→ The input
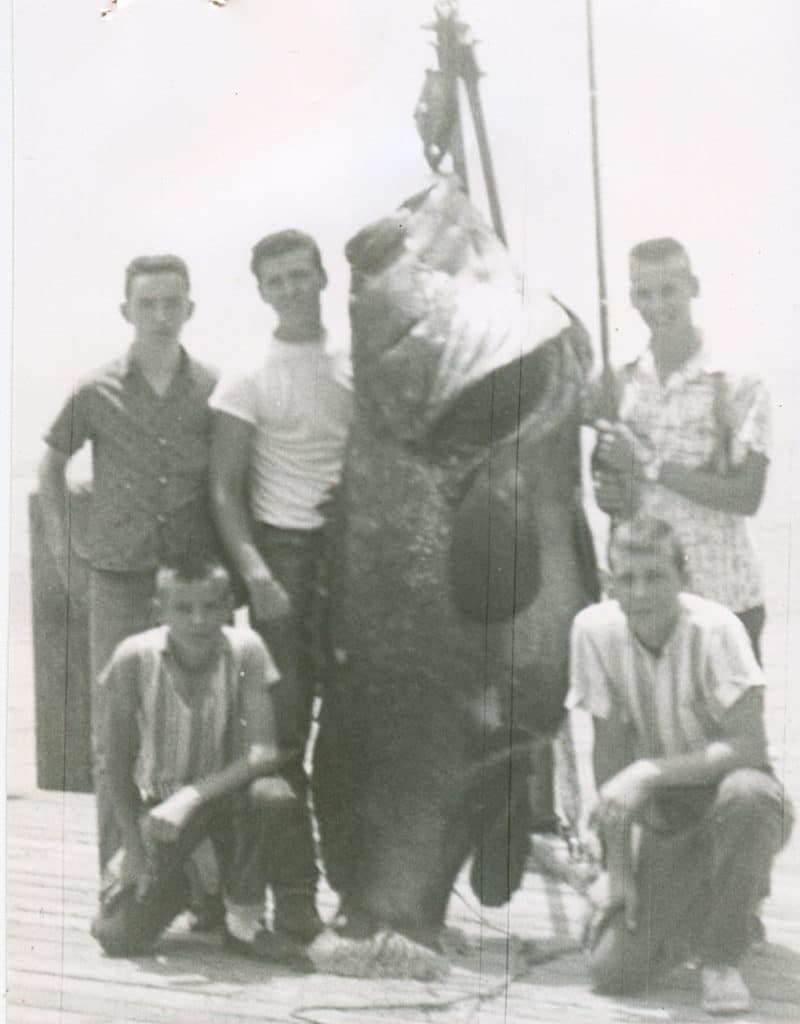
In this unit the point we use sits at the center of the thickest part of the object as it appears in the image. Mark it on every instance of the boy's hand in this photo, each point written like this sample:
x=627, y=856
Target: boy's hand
x=617, y=446
x=624, y=795
x=165, y=821
x=268, y=600
x=616, y=494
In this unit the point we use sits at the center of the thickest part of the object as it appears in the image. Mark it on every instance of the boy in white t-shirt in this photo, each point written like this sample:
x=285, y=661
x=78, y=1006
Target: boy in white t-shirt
x=278, y=448
x=688, y=809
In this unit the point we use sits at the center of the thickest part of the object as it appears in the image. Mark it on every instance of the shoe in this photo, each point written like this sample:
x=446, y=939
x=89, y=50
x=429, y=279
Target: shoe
x=269, y=947
x=207, y=913
x=295, y=914
x=724, y=990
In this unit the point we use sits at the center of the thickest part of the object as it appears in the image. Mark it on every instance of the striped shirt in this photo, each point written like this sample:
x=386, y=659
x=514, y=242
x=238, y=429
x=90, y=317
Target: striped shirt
x=178, y=737
x=300, y=407
x=675, y=700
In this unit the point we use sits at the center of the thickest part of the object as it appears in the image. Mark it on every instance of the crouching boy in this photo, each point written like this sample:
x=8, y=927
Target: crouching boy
x=689, y=813
x=187, y=742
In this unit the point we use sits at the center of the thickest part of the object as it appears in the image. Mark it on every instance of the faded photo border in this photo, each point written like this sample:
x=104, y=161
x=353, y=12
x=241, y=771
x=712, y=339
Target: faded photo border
x=755, y=199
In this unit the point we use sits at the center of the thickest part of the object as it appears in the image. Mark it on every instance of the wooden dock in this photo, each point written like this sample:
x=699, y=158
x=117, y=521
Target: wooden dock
x=520, y=964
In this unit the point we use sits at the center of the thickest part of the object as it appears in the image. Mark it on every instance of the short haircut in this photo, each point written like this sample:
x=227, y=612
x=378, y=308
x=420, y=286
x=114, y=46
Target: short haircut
x=192, y=568
x=284, y=242
x=155, y=264
x=646, y=534
x=660, y=251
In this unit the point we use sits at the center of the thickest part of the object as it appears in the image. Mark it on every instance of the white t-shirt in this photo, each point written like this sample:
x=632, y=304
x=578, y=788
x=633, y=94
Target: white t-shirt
x=300, y=404
x=675, y=698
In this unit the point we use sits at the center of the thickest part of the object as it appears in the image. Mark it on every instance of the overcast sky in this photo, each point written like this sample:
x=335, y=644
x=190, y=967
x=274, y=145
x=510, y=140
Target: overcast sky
x=173, y=125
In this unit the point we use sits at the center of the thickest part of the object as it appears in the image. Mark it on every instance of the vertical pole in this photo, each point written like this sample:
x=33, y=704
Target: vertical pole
x=470, y=83
x=609, y=411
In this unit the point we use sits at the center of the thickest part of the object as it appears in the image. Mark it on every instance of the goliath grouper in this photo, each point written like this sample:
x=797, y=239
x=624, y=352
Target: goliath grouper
x=459, y=566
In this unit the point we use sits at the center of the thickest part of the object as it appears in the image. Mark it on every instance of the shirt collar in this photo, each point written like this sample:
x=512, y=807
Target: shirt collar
x=166, y=647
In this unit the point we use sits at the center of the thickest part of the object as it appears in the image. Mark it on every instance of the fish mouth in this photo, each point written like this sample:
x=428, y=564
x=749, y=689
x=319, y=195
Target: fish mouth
x=437, y=309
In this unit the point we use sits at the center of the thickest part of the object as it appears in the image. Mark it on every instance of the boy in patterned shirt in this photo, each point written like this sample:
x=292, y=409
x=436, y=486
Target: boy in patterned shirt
x=187, y=742
x=691, y=440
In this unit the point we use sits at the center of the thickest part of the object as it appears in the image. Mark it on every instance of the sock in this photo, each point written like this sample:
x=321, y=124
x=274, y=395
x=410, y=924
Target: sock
x=244, y=920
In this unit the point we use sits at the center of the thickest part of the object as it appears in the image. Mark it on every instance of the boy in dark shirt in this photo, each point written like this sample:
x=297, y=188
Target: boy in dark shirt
x=187, y=745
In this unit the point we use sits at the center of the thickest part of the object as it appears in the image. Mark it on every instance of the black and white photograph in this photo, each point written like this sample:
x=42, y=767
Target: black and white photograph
x=403, y=487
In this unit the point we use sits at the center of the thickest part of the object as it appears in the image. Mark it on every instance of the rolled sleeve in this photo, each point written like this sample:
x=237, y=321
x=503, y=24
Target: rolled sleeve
x=751, y=426
x=589, y=689
x=236, y=395
x=730, y=668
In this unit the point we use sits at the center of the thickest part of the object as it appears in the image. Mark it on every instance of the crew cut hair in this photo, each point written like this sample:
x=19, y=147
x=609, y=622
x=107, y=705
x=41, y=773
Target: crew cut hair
x=659, y=251
x=155, y=264
x=644, y=534
x=284, y=242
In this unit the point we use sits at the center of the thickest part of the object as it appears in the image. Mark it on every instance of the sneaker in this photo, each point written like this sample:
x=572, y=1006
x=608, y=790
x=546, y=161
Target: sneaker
x=724, y=990
x=295, y=914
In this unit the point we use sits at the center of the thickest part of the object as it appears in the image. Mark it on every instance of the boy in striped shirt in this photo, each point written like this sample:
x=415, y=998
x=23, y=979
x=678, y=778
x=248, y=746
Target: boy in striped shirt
x=186, y=738
x=688, y=809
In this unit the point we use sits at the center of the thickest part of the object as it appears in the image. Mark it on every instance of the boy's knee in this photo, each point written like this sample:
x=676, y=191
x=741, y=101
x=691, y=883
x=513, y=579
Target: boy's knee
x=748, y=796
x=119, y=935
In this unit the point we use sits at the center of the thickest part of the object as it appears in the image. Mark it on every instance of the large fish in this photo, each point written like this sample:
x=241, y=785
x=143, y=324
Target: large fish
x=459, y=566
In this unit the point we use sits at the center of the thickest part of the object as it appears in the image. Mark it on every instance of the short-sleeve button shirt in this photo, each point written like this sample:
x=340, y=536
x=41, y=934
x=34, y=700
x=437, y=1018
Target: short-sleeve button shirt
x=176, y=742
x=698, y=417
x=150, y=460
x=676, y=698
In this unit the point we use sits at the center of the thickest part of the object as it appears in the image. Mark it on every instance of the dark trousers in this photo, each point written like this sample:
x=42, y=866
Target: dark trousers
x=299, y=644
x=255, y=839
x=699, y=887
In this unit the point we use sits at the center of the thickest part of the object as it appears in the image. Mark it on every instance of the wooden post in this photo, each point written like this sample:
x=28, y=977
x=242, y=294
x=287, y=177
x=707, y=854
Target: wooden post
x=61, y=677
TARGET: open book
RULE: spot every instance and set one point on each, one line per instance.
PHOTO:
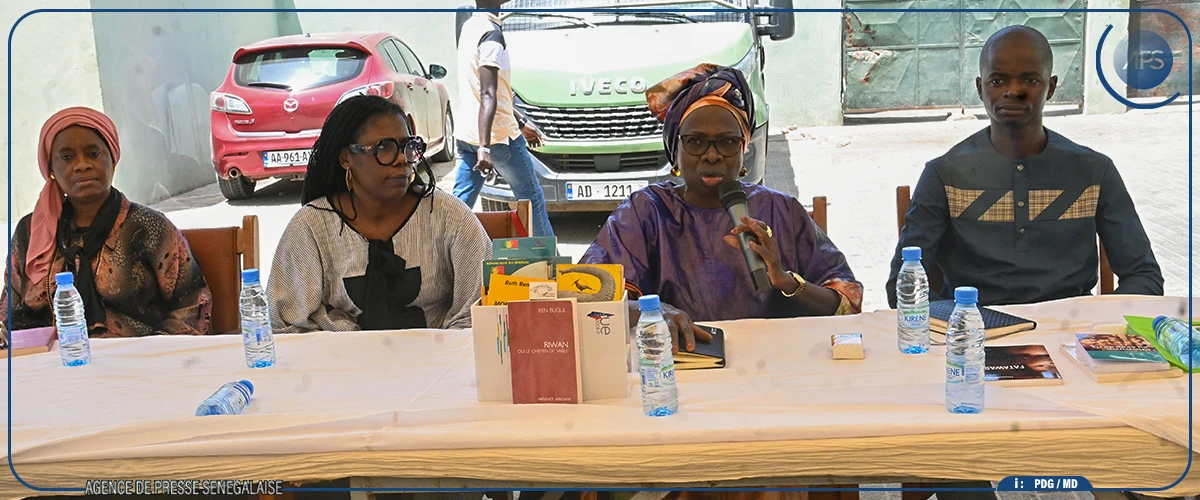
(996, 323)
(1071, 350)
(707, 354)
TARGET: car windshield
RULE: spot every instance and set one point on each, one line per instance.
(299, 67)
(672, 12)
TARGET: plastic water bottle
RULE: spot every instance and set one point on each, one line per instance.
(655, 361)
(1174, 335)
(912, 303)
(231, 399)
(256, 321)
(964, 354)
(75, 348)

→ Task
Would you please repeat the entries above verbatim, excluding each picture?

→ Reply to the exercise
In this unit the point we use sits at the center of the thickest part of the object as it appears in the image. Mark it on every instance of the boy's hand in this photo, each point written like this sample:
x=627, y=856
Target: boy's hand
x=617, y=446
x=624, y=795
x=165, y=821
x=268, y=600
x=616, y=494
In this unit the point we use sits at the center of the thickest part of the object as it appears in the image. Mark it on every instance of the boy in white t-shirt in this photo, each point written like this sample:
x=285, y=661
x=78, y=1006
Target: boy in white t-shirt
x=278, y=448
x=688, y=809
In this unit the point we use sits at the center of the thickest part of the object as it appears in the image. Mark it on every instance of the shoe in this photo, each point written like this sample:
x=446, y=939
x=89, y=50
x=429, y=279
Target: shoe
x=269, y=947
x=207, y=913
x=295, y=914
x=724, y=990
In this unit the point we use sits at the center of the thickest part of the object as it appears in the image. Mark it on every instance of the striped shirt in this photo, each point written like this sample:
x=386, y=659
x=514, y=242
x=238, y=429
x=90, y=317
Target: striped shirt
x=178, y=737
x=300, y=407
x=675, y=700
In this unit the point we use sits at the center of the thickest part of the object as it appears in the image. Mark it on every instance of the crouching boy in this photo, each point written like this sample:
x=8, y=927
Target: crouching boy
x=689, y=813
x=187, y=742
In this unit the point we use sits at the center of the thickest part of the object as it appears in the image. Mark it on every instance of the faded photo border in this photo, each point written like this sample:
x=104, y=161
x=353, y=12
x=241, y=771
x=712, y=339
Target: faded photo border
x=755, y=199
In this unit the point we use sits at the center of the thickest part of the object as it appears in the image. Mark it on every instance of the wooden dock in this photo, each point written like this sample:
x=699, y=158
x=117, y=521
Target: wooden dock
x=520, y=964
In this unit the point we use sits at the center of the thickest part of the object as it appears in the image. Mark it on every instance of the short haircut in this photo, each point written like this sample:
x=227, y=612
x=378, y=308
x=420, y=286
x=114, y=46
Target: short haircut
x=192, y=568
x=284, y=242
x=155, y=264
x=646, y=534
x=660, y=251
In this unit the point we use sits at the center of the thickest part of the object as it appears in the image. Mark it on every instance of the white t-shirt in this photo, each point written like this sample:
x=632, y=304
x=578, y=788
x=633, y=94
Target: white t-shirt
x=300, y=404
x=675, y=698
In this unit the point we use sits at the center of the thickest part of the object as it appears in the image. Mark it on every instance of the overcast sky in this photo, each point written like this sample:
x=335, y=644
x=190, y=967
x=274, y=145
x=510, y=140
Target: overcast sky
x=173, y=125
In this unit the point we use sits at the center of the thickest part of the object as it appears in the image. Mark it on every instance of the vertical pole in this photo, each point written like this sample:
x=33, y=704
Target: vertical pole
x=470, y=83
x=609, y=411
In this unit the point we use sits at the center of the thickest part of the object as it appears in the image. Mark it on every instance of the goliath grouper in this photo, each point written like this sample:
x=797, y=239
x=624, y=352
Target: goliath grouper
x=459, y=566
In this unit the point we use sits at the center of the thickest part of the object as it appears in the image. Mark it on every instance of the shirt collar in this photo, each point written like this sample:
x=512, y=807
Target: shirt collar
x=166, y=647
In this unit the point we use sits at the center of the thickest part of the object as it appears in the image. Mark it on every instance of the fish mouth in this photo, each point written like this sample:
x=428, y=564
x=749, y=689
x=319, y=195
Target: fish mouth
x=437, y=309
In this unit the point we use sits at the center of the thickest part of the object as it appears in the image. Mark it on every instance of the boy in patterned shirt in this photo, each point written like this sample:
x=292, y=409
x=436, y=486
Target: boy in patterned shirt
x=187, y=742
x=691, y=440
In this unit the point we use sits at the center of the thickest part of the object as it appears in the image. Mark it on every instance of the sock in this photo, each point written like this sample:
x=321, y=124
x=274, y=395
x=410, y=924
Target: sock
x=244, y=920
In this unit the point we use sits at the center of the thickest part of the object as it appears in the image. Mark it on every instance of the boy in dark shirt in this photo, each point written like this sample:
x=297, y=188
Target: boy in dark shirt
x=187, y=745
In this unit the point we use sits at the center of the thickest part of the object as it appears in the image. Mark it on every instance of the black and white photograph in this photo, each point written like this sample:
x=42, y=767
Target: black and white photograph
x=403, y=487
In this unit the point we use sits at the center of the thickest part of the object as it appears in the image. Mark it on every instance of the rolled sleeve in this photo, each point written like this sample:
x=237, y=321
x=503, y=24
Target: rolled sleeve
x=751, y=426
x=589, y=689
x=236, y=395
x=730, y=668
In this unit the point we use sits at the center of the thickest part of the object as it appears in the image. Mark it on every instance of the crew cut hair in this photo, each point written like this sample:
x=19, y=147
x=609, y=622
x=107, y=705
x=41, y=773
Target: crew cut hair
x=659, y=251
x=155, y=264
x=644, y=534
x=284, y=242
In this unit the point we use sits at the center of the thickest part of the object as it appears in the image. Mark it on every instance of the sneaker in this photo, each point written like this sample:
x=572, y=1006
x=608, y=790
x=546, y=161
Target: sneaker
x=724, y=990
x=295, y=914
In this unit the point we use sits at the center of the thickest part of the object as it appears in the image. Mark it on every instance of the boy in striped shirt in this photo, each point written like this sample:
x=415, y=998
x=23, y=979
x=678, y=778
x=248, y=746
Target: boy in striped shirt
x=186, y=738
x=688, y=809
In this unit the point we use sits at the center of the thickest part of the object as it appears in the image. Mark it on every instance of the boy's knee in this photo, each point written like this sample:
x=676, y=191
x=741, y=101
x=691, y=883
x=513, y=579
Target: boy's knee
x=748, y=796
x=119, y=935
In this unit the point we use sits at the center of the thickest part of the object as it appears in the image. Mark it on every instance of the large fish in this photo, each point written like this sample:
x=241, y=785
x=143, y=324
Target: large fish
x=459, y=566
In this unit the point we use sits at the center of the thickest part of the object as it appears in the image. Mark it on every instance of the short-sleeve button shirt in this photo, each point written like this sample:
x=340, y=536
x=41, y=934
x=34, y=700
x=437, y=1018
Target: short-sleeve button shirt
x=176, y=742
x=698, y=417
x=150, y=460
x=676, y=698
In this unit the point we use sits at the center of the thickest part of the object as it appears in the image. Mark it on every instance of the dark trousers in this photo, each point written like this sample:
x=42, y=866
Target: dark trousers
x=299, y=644
x=255, y=839
x=699, y=887
In this unit the point we use sits at the center of the thickest part of the object as it appears in the image. Mark it on every instance of the wooden post in this photo, each point written like this sample:
x=28, y=977
x=242, y=294
x=287, y=177
x=707, y=854
Target: wooden post
x=61, y=677
TARGET: open book
RULE: spot every instance and set one point on each, one line per instance.
PHOTO:
(996, 323)
(1071, 350)
(707, 354)
TARGET: car windshield
RULE: spot every instance and set one point on each, one line per instance.
(299, 67)
(672, 12)
TARGET: plastic water bottle
RULE: spot every instance and set one point on each, one line per instance.
(655, 361)
(1174, 335)
(912, 303)
(231, 399)
(256, 321)
(964, 354)
(75, 348)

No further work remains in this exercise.